Written problem: Copy out each of the lines below word for word, with no changes.

>> START Rows

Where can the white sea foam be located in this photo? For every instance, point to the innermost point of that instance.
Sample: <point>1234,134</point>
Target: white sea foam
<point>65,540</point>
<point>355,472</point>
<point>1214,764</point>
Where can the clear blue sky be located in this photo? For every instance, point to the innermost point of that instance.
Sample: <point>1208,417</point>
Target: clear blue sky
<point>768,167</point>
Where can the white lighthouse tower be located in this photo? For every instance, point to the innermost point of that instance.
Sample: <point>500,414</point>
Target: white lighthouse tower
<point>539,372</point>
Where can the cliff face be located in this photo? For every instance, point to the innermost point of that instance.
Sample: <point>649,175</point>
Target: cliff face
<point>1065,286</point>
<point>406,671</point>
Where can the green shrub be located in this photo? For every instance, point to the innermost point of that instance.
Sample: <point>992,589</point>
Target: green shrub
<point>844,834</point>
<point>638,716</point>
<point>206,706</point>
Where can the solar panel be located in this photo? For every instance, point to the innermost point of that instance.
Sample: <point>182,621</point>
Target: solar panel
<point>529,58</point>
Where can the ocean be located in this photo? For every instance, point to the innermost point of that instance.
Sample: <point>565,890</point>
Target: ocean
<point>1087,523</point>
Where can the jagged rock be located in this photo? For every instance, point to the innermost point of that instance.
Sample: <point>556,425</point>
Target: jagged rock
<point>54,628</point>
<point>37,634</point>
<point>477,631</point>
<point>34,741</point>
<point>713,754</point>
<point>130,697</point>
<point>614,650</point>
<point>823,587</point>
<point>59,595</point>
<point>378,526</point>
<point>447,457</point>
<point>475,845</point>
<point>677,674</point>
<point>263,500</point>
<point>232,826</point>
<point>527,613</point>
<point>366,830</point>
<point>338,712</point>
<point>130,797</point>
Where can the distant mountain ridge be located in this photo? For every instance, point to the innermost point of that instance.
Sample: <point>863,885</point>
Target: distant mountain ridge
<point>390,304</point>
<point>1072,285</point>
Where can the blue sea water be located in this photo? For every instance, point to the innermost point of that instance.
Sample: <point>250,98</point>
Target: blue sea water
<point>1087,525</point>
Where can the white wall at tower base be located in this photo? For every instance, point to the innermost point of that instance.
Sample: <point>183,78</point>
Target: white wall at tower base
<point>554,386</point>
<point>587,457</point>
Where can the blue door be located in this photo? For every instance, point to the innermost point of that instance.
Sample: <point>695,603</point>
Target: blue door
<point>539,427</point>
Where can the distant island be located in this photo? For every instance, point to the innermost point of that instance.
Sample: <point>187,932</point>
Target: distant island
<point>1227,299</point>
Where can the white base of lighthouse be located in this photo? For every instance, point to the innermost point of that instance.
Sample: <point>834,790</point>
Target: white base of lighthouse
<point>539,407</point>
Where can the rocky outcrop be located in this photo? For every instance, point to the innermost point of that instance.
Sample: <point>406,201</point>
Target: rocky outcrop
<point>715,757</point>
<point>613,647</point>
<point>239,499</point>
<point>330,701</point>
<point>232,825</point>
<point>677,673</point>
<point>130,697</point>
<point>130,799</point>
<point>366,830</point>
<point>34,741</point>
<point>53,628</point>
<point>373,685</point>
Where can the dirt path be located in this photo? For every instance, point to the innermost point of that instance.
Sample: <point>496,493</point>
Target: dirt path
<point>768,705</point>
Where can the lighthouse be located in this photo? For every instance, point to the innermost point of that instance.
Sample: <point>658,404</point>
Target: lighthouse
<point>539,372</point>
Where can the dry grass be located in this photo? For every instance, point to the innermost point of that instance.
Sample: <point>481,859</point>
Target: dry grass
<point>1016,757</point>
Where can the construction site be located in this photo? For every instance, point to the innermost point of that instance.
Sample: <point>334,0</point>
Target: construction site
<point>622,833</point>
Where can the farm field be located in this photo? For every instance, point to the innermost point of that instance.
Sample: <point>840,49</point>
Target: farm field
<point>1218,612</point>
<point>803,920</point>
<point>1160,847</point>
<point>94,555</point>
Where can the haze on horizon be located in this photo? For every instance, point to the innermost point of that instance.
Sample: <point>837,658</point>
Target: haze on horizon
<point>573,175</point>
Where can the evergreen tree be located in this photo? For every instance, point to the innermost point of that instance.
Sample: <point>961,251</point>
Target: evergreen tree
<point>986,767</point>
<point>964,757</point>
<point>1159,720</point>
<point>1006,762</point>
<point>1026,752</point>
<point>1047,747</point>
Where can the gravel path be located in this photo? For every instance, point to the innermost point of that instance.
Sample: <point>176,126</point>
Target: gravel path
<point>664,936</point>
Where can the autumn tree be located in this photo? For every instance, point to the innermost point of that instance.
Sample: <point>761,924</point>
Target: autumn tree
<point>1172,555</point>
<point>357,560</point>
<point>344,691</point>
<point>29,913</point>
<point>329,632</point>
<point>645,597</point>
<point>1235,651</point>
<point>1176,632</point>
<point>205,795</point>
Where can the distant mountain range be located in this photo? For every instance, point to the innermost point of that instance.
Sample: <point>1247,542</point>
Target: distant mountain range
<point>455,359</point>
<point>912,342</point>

>> END Rows

The completed task:
Where can the white sea foam be located in this photo? For every instance, point to the innermost point of that instance.
Sample: <point>1234,134</point>
Target: white sea foam
<point>65,540</point>
<point>355,472</point>
<point>1214,764</point>
Where can the clear blue sky be located in this photo? For every instance, point to the innermost point of that instance.
Sample: <point>1208,417</point>
Target: clear blue sky
<point>768,167</point>
Where can the white lighthouse tower be located in this photo? For every instance, point to the innermost point of that instance.
Sample: <point>500,414</point>
Target: white lighthouse tower
<point>539,372</point>
Where can the cliff face be located in this photo? For every instance, point to the innermost point of that instance.
Sample: <point>649,175</point>
Target: cliff face
<point>1065,286</point>
<point>406,671</point>
Where can the green shrub be located in this photo? For every instance, point to the innermost point of that instance.
Sample: <point>992,589</point>
Target: green shrub
<point>844,834</point>
<point>638,716</point>
<point>206,706</point>
Where can the solar panel be located in this photo? For every instance, point to the innermost point of that instance.
Sample: <point>182,621</point>
Target: solar panel
<point>529,58</point>
Where can the ocean be located in this photo? For every instance, point to the innermost point of that instance.
Sample: <point>565,890</point>
Target: ocean
<point>1087,523</point>
Where can the jagged rock be located in this photo? For every instance, point to the innermost point of that instance.
Sample: <point>556,425</point>
Target: jagged rock
<point>54,628</point>
<point>37,634</point>
<point>477,631</point>
<point>34,741</point>
<point>713,754</point>
<point>130,697</point>
<point>614,650</point>
<point>823,587</point>
<point>59,595</point>
<point>378,526</point>
<point>447,457</point>
<point>475,845</point>
<point>677,674</point>
<point>263,500</point>
<point>232,826</point>
<point>527,613</point>
<point>366,830</point>
<point>338,712</point>
<point>130,797</point>
Where can the distant mountain ridge be located in this photo? For every instance, point to the innermost point of that instance.
Sample: <point>863,885</point>
Target: distant mountain ridge
<point>390,304</point>
<point>1072,285</point>
Where can the blue sea water be located in this photo? For every instance, point to the innermost point of that instance.
Sample: <point>250,98</point>
Target: blue sea water
<point>1087,525</point>
Where can the white wall at tower base be located in this photo? For every instance, point to the innermost point of that instance.
Sample: <point>183,78</point>
Target: white wall at tower base
<point>554,386</point>
<point>587,457</point>
Where can the blue door be located in this photo? For every instance, point to the innermost point of that instance.
Sample: <point>695,603</point>
Target: blue door
<point>539,427</point>
Where can the distant island be located in this photo? For every instance, point to the innermost point of that instance.
Sample: <point>187,932</point>
Target: distant island
<point>1227,299</point>
Where can the white base of lighthouse be located in this photo? For every instance, point to the innermost point of that instance.
Sample: <point>834,790</point>
Target: white base of lighthouse
<point>539,407</point>
Where can the rocky outcrop be located in this photo? For every instance, point to the innermost point of that instance.
Sample: <point>406,201</point>
Target: rocky outcrop
<point>715,757</point>
<point>613,647</point>
<point>239,499</point>
<point>330,701</point>
<point>232,825</point>
<point>677,673</point>
<point>130,697</point>
<point>130,799</point>
<point>366,830</point>
<point>34,741</point>
<point>53,628</point>
<point>373,685</point>
Where can the dirt path be located in this photo? For every instance, point to the innermost point of that instance.
Sample: <point>496,493</point>
Target: dirt path
<point>768,705</point>
Where can the lighthouse be located in this photo? For every instance, point to the innermost point of that instance.
Sample: <point>658,404</point>
Target: lighthouse
<point>539,372</point>
Where can the dry grass be located in this photo? For every instance, point to the innermost point of that instance.
Sample: <point>481,859</point>
Target: dry grass
<point>1016,757</point>
Where can the construction site be located in this photo? For every instance, point to the innermost point of that instance.
Sample: <point>334,0</point>
Target: construction site
<point>622,833</point>
Where can the farm field be located in this photo? For every instance, point to the innermost point of that instance.
Sample: <point>840,49</point>
Target: farm field
<point>1218,612</point>
<point>803,920</point>
<point>1160,847</point>
<point>94,555</point>
Where can the haze on horizon be located in this photo? For every instance, point to the innermost point of that instance.
Sample: <point>837,658</point>
Target: haze on horizon
<point>573,175</point>
Where can the evergreen tree be located in this photo? For every instance, point to the innermost point of that instance.
Sample: <point>961,251</point>
Target: evergreen tree
<point>986,767</point>
<point>964,757</point>
<point>1159,720</point>
<point>1006,762</point>
<point>1026,752</point>
<point>1047,747</point>
Where can the gravel path be located in this photo? For every instance, point to the innermost point of that instance.
Sample: <point>176,126</point>
Target: gravel path
<point>664,936</point>
Where can the autumn tree be located in this photo? For every instance, point to the innermost point of that instance.
Sample: <point>761,924</point>
Target: autumn tree
<point>1172,555</point>
<point>357,560</point>
<point>344,691</point>
<point>29,913</point>
<point>329,632</point>
<point>645,597</point>
<point>1235,651</point>
<point>1176,632</point>
<point>205,795</point>
Where can the distant mountain range be located in this photo? For every instance, point to the innermost point of that instance.
Sample: <point>1247,542</point>
Target: distant mountain range
<point>455,359</point>
<point>912,342</point>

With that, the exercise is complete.